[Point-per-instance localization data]
----

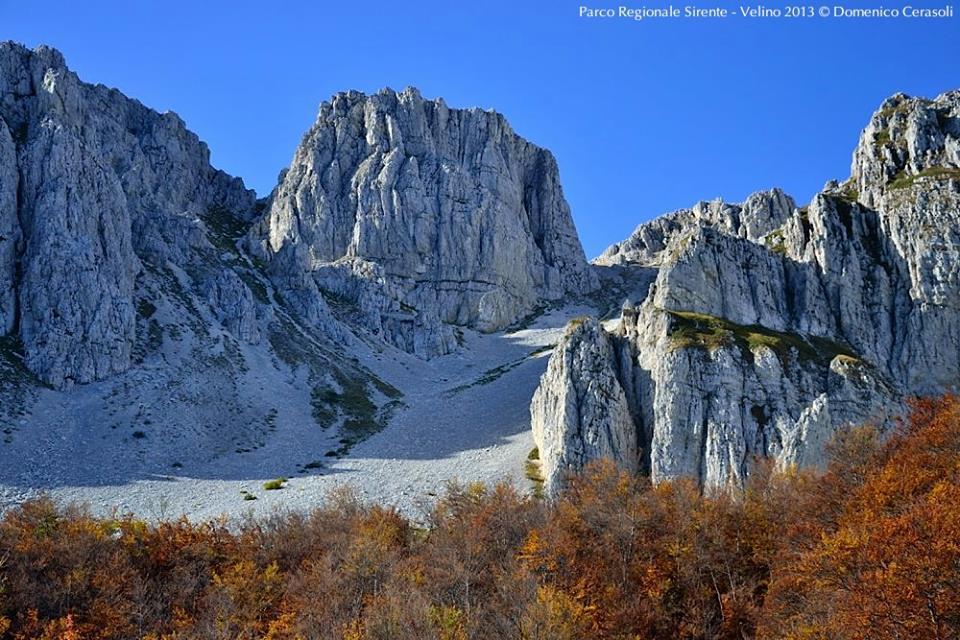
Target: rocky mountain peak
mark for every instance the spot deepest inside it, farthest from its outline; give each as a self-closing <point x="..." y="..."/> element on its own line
<point x="907" y="139"/>
<point x="91" y="183"/>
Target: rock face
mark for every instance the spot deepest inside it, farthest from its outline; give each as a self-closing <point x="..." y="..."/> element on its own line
<point x="420" y="217"/>
<point x="768" y="327"/>
<point x="90" y="182"/>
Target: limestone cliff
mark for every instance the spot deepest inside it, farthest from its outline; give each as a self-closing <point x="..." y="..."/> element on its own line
<point x="769" y="326"/>
<point x="420" y="217"/>
<point x="90" y="183"/>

----

From the entries above, extract only the lines running from the one containing "Target: rock face" through the one containing "Target: limestone cliff", inclusive.

* [TASK RESPONSE]:
Target: rock face
mark for every instance the spot deepest inside it, farthest from its outline; give each as a self-closing <point x="..." y="..."/> element on its own line
<point x="420" y="217"/>
<point x="768" y="327"/>
<point x="90" y="182"/>
Target: limestone cliff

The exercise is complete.